## [Written request]
Reproduce the material below word for word, omitting the pictures.

## [Available data]
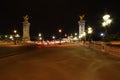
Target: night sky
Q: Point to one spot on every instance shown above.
(48, 16)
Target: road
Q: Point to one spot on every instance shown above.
(61, 62)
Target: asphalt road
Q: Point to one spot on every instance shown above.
(62, 62)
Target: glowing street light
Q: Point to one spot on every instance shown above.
(106, 23)
(90, 30)
(60, 31)
(15, 31)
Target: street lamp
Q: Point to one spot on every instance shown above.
(106, 23)
(15, 31)
(60, 31)
(90, 30)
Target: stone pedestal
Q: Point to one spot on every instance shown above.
(26, 29)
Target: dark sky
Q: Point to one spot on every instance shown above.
(47, 16)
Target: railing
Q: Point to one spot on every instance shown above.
(112, 48)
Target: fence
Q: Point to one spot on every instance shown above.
(112, 48)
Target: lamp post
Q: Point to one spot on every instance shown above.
(106, 23)
(60, 31)
(15, 31)
(90, 30)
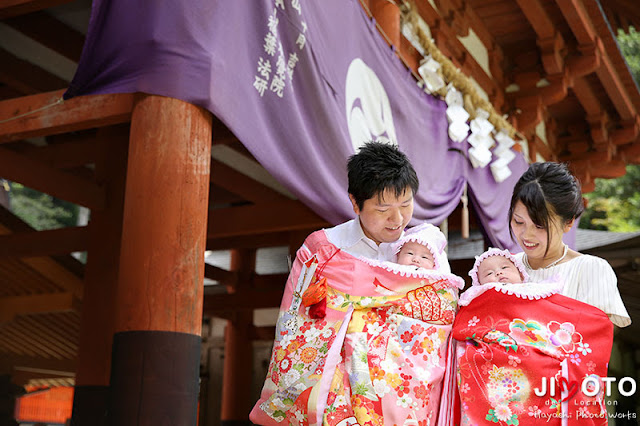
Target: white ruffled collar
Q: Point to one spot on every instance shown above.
(531, 291)
(412, 271)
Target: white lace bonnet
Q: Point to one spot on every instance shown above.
(429, 236)
(473, 273)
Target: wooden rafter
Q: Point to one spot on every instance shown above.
(264, 218)
(39, 176)
(37, 304)
(44, 243)
(9, 8)
(46, 114)
(10, 361)
(225, 277)
(26, 78)
(242, 300)
(50, 32)
(74, 151)
(242, 185)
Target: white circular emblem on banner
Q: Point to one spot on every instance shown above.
(368, 109)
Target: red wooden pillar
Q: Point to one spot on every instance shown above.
(156, 347)
(101, 277)
(238, 350)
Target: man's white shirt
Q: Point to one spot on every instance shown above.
(350, 237)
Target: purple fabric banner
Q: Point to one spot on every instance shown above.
(301, 84)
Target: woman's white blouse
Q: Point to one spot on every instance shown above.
(589, 279)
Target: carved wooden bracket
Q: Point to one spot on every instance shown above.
(552, 50)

## [Solution to this problem]
Target: night sky
Q: Point to one spot on every instance shown above.
(48, 16)
Target: road
Q: Point to one spot on every instance shown above.
(61, 62)
Target: asphalt road
Q: Point to one spot on every instance shown above.
(62, 62)
Target: glowing street light
Q: Point to one spot on every instance shown above.
(106, 23)
(90, 30)
(60, 31)
(15, 31)
Target: street lamp
Q: Point to one spot on every instance shown above.
(106, 23)
(15, 31)
(60, 31)
(90, 30)
Target: stone pedestal
Q: Point to one spot on every instance shown above.
(26, 29)
Target: dark sky
Q: Point to one spot on every instance shown above.
(47, 16)
Target: railing
Q: Point to one spot on every instance shown above.
(112, 48)
Target: fence
Q: Point to one spot on every instance shown above.
(112, 48)
Target: lamp post
Q: Point to one spot on every instance shown above.
(106, 23)
(60, 31)
(15, 31)
(90, 30)
Target: white ruffled collar
Q: Point to one spot on every instance shown above.
(531, 291)
(412, 271)
Target: white lace bonnet
Q: Point to one spot on every instance shown above.
(429, 236)
(473, 273)
Target: wooden rafter
Q: Point to one spot on every instance shown above.
(264, 218)
(39, 176)
(37, 304)
(44, 243)
(9, 8)
(46, 114)
(10, 361)
(225, 277)
(26, 78)
(242, 300)
(50, 32)
(74, 151)
(242, 185)
Target: white circular emblem on banner
Q: Point to one spot on every instance shown above.
(368, 109)
Target: red wooden pillar
Q: Point to one spot on every instance shown above.
(156, 347)
(101, 277)
(238, 350)
Target: man's white shirt
Q: Point to one spot on every instance shown above.
(350, 237)
Target: purple fabric banner
Q: Point to one spot on every instance shown above.
(301, 84)
Target: woman's white blouse
Q: Point to one spot on every instance shown above.
(589, 279)
Target: carved wooden bracket
Q: Point to one spot on every instance shown above.
(552, 50)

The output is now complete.